## SELECTED EXCERPT
Charlotte welcomes Black Enterprise summit back for second year

The four-day conference returns to Charlotte and will bring together more than 1,200 entrepreneurs of color with a special focus on tech-driven innovation.

Councilmember James Mitchell (left) and Black Enterprise President and CEO Earl "Butch" Graves Jr. (right) at BE conference announcement on Feb. 18, 2019. Photo: Qcitymetro

Black Enterprise (BE) is returning to the Queen City for its 24th annual entrepreneurs’ summit, but it’ll have a different name and expanded focus.

The four-day conference — meant to attract entrepreneurs of color — has been rechristened as FWD: Business on Your Own Terms and returns to the Charlotte Convention Center on June 19-22, BE President and CEO Earl “Butch” Graves Jr. announced during a press conference on Monday.

“Charlotte is one of the most thriving business communities that exist. It is Atlanta 2.0, but more developed, in my view,” Graves said. “We need to make sure that African-American entrepreneurs participate in this growth and develop in the same way it happened in Atlanta 20, 25 years ago.”

What’s different about FWD?

Huddle in the Hub will be home to the summit’s central activities. The expo-like experience — known as The BizHub — will include more engaged workshops for startups and established businesses, coaching and networking. Another perk, contract matching. Graves says the plan is to have a live auction for contract bids.

## DATA SUPPLIED
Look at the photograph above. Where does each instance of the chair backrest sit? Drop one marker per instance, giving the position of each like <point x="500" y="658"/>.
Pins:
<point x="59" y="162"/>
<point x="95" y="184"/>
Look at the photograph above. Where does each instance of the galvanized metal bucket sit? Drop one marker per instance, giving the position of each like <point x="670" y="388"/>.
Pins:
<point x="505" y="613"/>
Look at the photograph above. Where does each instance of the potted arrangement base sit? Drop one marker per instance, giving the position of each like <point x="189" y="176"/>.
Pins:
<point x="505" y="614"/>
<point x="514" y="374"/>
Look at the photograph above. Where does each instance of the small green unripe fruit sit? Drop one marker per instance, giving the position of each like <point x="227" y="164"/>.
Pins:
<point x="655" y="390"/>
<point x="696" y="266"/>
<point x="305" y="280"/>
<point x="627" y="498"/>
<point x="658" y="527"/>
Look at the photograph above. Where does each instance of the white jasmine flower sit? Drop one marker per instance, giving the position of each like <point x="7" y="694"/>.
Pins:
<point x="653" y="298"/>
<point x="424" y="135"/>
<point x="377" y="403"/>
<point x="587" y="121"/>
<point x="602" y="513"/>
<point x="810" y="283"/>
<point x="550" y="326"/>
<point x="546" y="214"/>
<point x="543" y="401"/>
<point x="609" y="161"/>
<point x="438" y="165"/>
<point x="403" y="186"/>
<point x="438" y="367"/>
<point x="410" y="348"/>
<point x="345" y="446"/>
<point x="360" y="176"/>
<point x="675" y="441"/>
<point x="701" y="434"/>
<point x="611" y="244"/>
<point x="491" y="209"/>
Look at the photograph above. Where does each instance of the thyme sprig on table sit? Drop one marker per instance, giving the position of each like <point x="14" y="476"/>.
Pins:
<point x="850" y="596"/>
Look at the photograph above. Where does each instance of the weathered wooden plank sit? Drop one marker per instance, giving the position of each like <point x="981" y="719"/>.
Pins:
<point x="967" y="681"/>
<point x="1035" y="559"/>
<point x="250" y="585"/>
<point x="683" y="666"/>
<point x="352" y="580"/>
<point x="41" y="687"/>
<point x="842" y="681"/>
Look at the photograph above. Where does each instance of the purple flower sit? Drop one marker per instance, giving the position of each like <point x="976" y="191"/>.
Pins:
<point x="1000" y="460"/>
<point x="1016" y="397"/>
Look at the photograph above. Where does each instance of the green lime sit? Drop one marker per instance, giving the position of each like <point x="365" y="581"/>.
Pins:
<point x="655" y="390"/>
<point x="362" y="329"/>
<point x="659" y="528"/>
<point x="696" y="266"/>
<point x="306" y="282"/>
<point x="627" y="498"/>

## PROBLEM DESCRIPTION
From the article on the Black Enterprise summit, list each offering it names for The BizHub.

## OUTPUT FOR THIS EXERCISE
- Workshops for startups and established businesses
- Coaching
- Networking
- Contract matching